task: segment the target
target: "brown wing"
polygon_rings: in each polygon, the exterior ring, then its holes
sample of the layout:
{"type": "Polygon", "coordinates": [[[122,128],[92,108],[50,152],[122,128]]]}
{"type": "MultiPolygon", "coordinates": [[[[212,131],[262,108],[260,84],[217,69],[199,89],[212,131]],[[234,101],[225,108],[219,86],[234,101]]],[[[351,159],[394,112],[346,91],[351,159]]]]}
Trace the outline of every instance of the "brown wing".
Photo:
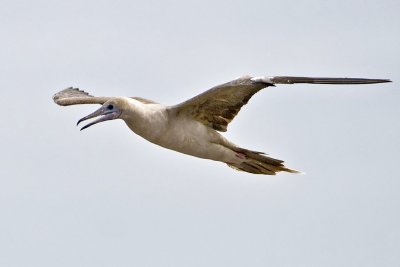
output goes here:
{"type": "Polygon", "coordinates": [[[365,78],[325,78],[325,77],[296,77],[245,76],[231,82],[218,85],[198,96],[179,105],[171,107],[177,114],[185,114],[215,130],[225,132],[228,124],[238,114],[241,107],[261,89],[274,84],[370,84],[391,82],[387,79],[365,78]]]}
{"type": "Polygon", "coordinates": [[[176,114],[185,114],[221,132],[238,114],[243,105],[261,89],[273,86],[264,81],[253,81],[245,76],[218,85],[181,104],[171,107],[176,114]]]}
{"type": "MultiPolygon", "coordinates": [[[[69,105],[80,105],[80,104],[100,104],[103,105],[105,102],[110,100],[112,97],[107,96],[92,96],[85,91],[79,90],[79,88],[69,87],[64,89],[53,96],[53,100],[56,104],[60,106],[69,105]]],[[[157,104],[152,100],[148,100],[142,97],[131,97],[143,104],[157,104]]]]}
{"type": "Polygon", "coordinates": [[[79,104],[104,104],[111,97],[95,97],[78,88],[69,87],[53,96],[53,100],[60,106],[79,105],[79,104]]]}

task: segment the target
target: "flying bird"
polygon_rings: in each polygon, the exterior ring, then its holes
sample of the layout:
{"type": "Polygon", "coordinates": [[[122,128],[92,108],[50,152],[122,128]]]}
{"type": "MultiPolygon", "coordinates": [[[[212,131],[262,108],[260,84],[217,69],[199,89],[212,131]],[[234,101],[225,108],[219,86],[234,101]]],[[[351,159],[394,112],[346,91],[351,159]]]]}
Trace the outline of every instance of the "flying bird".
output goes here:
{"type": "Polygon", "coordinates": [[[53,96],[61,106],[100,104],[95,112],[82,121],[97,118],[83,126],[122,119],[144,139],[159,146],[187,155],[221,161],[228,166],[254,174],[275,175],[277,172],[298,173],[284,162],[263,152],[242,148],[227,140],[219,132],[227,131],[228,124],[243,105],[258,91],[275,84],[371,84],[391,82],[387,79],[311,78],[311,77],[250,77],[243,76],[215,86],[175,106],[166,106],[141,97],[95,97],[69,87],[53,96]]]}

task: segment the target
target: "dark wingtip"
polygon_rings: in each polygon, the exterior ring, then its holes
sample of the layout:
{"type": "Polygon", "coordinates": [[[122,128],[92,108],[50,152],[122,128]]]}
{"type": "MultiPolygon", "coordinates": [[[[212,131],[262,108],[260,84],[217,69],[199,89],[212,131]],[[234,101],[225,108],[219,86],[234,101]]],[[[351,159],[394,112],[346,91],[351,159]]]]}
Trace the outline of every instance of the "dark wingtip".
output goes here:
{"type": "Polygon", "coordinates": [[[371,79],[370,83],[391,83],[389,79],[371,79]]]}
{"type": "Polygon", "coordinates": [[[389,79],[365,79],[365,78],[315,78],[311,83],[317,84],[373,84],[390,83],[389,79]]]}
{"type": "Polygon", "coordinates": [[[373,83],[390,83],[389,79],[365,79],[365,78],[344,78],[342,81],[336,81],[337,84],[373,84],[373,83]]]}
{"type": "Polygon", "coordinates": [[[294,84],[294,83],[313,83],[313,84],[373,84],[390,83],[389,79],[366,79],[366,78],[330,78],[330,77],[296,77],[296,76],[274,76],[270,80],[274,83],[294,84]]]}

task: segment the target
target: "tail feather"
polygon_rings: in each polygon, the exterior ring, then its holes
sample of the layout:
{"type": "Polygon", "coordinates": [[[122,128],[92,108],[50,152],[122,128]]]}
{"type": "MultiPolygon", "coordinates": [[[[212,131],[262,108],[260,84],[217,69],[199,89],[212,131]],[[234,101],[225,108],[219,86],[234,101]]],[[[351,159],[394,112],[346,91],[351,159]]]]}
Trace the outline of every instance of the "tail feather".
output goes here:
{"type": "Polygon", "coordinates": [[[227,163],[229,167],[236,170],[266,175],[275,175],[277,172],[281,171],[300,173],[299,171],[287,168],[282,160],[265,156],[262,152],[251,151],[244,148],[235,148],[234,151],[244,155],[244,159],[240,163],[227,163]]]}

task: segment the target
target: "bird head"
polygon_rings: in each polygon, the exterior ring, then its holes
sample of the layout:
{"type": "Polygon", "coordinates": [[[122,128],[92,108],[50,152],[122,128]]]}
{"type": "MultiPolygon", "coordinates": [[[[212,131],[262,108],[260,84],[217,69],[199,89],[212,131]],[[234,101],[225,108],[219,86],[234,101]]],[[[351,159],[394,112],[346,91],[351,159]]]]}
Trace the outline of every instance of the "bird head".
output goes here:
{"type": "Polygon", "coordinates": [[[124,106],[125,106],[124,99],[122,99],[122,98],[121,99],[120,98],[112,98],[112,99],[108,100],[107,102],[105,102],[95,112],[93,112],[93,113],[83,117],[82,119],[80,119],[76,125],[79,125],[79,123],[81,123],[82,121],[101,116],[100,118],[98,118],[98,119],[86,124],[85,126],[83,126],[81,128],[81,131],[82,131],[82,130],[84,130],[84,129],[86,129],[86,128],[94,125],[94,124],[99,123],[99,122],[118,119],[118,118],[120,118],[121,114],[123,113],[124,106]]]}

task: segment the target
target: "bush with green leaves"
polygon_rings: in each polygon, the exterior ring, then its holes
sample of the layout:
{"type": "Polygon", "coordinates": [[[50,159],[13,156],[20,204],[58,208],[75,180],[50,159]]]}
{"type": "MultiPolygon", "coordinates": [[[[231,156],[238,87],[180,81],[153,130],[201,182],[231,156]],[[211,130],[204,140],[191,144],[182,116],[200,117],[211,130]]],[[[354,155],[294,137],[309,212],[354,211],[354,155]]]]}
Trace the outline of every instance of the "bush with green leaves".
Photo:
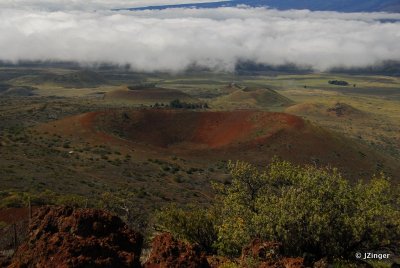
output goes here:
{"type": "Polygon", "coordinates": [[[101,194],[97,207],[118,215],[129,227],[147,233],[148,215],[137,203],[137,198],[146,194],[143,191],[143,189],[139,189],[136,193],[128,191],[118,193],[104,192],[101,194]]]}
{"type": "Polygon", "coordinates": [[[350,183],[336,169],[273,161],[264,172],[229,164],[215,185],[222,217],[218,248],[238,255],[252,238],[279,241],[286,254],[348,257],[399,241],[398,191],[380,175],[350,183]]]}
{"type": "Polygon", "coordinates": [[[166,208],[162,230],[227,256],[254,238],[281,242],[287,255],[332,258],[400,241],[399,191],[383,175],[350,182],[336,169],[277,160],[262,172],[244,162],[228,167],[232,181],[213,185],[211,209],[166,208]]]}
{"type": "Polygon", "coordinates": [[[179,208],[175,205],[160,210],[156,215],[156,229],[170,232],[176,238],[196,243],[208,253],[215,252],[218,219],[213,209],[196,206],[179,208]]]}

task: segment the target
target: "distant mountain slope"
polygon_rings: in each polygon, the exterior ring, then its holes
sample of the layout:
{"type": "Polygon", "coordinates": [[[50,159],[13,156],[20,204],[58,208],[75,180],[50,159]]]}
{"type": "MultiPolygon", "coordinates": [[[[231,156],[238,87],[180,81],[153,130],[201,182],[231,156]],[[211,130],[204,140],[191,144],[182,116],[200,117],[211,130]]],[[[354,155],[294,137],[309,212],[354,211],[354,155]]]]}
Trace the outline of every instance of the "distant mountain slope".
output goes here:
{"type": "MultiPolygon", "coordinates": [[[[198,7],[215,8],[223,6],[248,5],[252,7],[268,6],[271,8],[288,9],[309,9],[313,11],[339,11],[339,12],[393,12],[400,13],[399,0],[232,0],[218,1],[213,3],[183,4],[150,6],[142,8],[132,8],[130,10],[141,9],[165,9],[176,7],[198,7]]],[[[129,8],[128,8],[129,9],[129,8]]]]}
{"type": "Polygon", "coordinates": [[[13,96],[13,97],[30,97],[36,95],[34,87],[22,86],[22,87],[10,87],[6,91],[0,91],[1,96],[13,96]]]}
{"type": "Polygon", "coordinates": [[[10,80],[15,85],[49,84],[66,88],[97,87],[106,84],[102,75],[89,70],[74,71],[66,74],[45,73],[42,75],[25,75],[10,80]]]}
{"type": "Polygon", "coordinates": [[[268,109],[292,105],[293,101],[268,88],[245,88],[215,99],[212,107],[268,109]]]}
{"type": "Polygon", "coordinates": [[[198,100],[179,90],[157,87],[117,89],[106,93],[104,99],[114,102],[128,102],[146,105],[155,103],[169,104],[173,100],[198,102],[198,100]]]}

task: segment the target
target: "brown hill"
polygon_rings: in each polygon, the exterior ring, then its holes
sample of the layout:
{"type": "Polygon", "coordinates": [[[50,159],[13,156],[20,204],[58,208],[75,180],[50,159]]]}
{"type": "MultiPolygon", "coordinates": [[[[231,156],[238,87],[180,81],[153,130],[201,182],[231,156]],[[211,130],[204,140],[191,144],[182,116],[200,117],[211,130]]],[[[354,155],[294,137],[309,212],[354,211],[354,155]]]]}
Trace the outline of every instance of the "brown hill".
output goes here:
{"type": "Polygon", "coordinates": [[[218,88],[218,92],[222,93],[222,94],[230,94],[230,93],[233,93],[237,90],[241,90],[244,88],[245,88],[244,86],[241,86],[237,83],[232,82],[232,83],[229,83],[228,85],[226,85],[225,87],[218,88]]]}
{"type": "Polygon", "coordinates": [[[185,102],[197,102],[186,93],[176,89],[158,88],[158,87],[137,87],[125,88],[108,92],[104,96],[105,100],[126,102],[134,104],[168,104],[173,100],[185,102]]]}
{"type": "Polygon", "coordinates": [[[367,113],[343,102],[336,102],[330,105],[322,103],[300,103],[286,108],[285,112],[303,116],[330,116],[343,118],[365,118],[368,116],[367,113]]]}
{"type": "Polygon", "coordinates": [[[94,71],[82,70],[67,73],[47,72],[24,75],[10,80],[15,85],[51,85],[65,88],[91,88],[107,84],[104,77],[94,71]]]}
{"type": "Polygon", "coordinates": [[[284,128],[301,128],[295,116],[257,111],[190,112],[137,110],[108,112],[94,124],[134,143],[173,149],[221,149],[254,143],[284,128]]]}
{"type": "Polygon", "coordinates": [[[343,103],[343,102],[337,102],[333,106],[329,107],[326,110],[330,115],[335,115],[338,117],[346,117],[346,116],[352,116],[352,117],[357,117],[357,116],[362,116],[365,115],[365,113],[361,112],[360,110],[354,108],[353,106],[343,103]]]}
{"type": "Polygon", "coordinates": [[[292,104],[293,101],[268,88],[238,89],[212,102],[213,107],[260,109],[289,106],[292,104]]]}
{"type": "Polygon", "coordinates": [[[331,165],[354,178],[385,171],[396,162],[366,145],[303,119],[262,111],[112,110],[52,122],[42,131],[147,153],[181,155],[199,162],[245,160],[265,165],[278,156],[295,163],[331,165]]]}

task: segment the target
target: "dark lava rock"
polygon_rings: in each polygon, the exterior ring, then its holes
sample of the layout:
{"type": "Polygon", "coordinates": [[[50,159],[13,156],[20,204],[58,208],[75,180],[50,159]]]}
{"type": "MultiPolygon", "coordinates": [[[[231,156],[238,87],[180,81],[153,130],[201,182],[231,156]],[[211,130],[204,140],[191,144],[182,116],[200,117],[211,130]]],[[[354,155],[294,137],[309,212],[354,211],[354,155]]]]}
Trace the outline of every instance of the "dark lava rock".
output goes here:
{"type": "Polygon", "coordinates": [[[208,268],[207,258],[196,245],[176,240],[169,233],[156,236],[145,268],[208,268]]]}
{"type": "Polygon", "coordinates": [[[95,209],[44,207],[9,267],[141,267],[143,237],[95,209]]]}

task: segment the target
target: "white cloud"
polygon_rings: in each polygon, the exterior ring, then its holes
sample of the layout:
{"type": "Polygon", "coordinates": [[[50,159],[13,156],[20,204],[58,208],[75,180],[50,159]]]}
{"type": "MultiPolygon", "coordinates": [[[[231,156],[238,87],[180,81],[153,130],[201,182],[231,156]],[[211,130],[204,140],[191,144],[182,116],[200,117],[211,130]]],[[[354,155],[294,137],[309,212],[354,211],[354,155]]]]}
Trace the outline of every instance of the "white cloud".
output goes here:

| ACTIVITY |
Using the entries, return every line where the word "wingtip" can be found.

| TASK ANSWER |
target: "dark wingtip"
Trace the outline of every instance of the "dark wingtip".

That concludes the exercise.